>>>>

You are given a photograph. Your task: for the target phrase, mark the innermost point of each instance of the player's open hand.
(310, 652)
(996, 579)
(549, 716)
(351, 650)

<<<<

EXERCISE DESCRIPTION =>
Write out each of the items above exactly as it appears, keeping every line.

THE ANSWER =>
You are given a photograph. Your task: for the target phrase, mark the innermost point of each instance of the player's open hand.
(310, 652)
(996, 579)
(549, 716)
(351, 650)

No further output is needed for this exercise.